═══ EXCERPTED RECORDS

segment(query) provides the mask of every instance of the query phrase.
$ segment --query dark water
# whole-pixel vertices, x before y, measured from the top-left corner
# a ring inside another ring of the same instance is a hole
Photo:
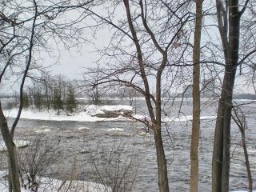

══════

◆ **WRITTEN REQUEST**: Turn the records above into a JSON list of strings with one entry per line, omitting blank lines. Leave the pictures out of the answer.

◆ **REPLY**:
[
  "segment(query) provides the mask of every instance of the query phrase.",
  "$ segment --query dark water",
  "# whole-pixel vertices, x before y, measured from the top-left corner",
  "# a ring inside another ring of the same instance is a hole",
  "Photo:"
]